• **Requirement**
Repeat exactly, and only, the lines below starting at the line that contains "Target: silver metal sheet on ground" and ending at the line that contains "like x=608, y=109.", inclusive of both.

• **Data for this exercise**
# # # # # # #

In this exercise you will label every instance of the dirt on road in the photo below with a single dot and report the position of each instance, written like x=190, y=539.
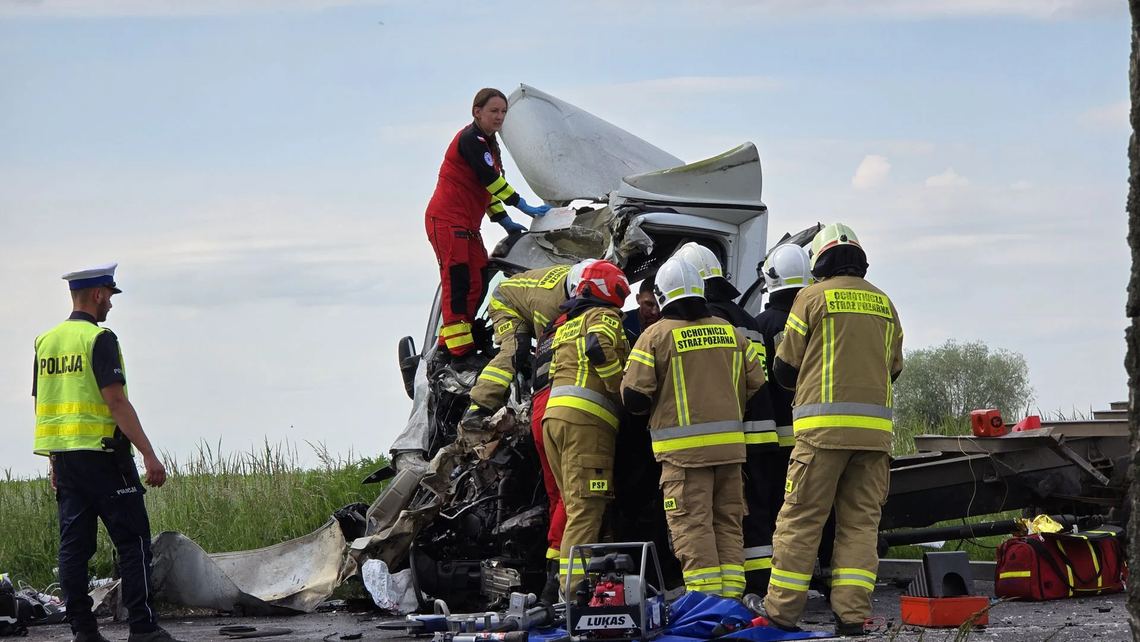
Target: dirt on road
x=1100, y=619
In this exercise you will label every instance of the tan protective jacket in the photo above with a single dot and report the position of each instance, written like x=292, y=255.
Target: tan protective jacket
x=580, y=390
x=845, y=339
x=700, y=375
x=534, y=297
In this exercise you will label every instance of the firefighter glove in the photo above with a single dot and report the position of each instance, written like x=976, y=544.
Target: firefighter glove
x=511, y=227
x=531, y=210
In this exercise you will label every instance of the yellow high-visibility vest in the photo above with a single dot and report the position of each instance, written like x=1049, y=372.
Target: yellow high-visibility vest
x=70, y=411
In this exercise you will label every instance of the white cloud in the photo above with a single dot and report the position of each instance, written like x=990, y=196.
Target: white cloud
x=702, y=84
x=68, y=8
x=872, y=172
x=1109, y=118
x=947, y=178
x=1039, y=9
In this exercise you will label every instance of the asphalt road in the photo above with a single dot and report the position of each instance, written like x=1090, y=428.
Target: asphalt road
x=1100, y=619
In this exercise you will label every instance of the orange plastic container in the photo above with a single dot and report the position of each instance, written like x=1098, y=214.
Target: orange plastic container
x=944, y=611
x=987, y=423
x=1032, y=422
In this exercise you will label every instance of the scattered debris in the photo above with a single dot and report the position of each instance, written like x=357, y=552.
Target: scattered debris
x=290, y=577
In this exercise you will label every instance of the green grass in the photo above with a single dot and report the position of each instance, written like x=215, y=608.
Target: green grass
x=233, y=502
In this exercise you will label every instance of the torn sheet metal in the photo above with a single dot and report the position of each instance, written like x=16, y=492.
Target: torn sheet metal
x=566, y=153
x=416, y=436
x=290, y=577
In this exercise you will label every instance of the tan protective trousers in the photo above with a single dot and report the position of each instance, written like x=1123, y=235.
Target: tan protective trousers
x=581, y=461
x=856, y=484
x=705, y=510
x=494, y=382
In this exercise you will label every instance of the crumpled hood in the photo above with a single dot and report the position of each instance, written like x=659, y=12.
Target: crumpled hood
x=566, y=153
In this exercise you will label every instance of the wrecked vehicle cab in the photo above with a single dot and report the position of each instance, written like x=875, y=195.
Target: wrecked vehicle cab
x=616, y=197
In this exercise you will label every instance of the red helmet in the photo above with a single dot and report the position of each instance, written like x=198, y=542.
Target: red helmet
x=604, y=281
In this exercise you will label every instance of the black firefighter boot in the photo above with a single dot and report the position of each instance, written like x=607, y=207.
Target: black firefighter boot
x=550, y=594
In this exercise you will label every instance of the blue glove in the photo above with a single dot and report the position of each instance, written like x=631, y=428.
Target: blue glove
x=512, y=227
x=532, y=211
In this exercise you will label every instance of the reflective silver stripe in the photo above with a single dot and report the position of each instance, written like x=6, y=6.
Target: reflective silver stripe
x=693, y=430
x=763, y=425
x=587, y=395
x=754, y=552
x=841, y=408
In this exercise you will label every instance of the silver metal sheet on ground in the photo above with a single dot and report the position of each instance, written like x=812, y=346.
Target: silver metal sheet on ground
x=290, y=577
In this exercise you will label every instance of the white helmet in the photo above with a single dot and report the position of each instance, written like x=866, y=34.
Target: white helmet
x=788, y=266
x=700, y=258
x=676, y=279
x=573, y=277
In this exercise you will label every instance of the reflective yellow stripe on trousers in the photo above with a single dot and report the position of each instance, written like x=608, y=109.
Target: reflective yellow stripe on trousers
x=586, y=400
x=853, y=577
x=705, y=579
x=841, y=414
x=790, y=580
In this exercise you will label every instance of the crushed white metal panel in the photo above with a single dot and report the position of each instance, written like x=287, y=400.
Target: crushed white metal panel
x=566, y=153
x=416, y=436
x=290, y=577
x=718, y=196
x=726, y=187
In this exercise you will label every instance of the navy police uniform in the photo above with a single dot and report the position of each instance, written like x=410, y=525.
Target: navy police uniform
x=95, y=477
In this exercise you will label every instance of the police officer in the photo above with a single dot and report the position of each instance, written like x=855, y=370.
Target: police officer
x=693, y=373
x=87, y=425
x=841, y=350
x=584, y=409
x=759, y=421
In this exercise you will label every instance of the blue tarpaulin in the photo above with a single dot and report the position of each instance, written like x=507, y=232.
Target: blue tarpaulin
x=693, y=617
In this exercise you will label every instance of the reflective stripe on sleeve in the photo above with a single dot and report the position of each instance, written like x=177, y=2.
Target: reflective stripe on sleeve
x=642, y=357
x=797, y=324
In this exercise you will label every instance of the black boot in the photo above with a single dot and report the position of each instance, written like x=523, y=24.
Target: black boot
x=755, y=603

# # # # # # #

• **Exercise response**
Target: silver metal sheet on ground
x=290, y=577
In this exercise you will label every instance of the white helmet in the photo above with a single dot and report the position of each instance, written like x=866, y=34.
Target: white helmet
x=788, y=266
x=700, y=258
x=676, y=279
x=573, y=277
In this exercise you will label every instance of the reflective yellow stripe on trousers in the photo above with a single dot and report the position of each instance, written like x=608, y=109.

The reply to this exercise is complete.